━━ Provided entries
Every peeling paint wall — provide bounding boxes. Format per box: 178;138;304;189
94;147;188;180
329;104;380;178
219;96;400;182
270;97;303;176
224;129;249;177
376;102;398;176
━━━━
What you need to do: Quote all of the records above word for word, keeping every line unchanged.

Answer for this exercise:
Every peeling paint wall — provide bounding boxes. Format per box: 178;138;304;189
94;147;188;180
329;104;380;178
219;96;400;182
270;97;303;176
224;129;249;177
376;102;398;176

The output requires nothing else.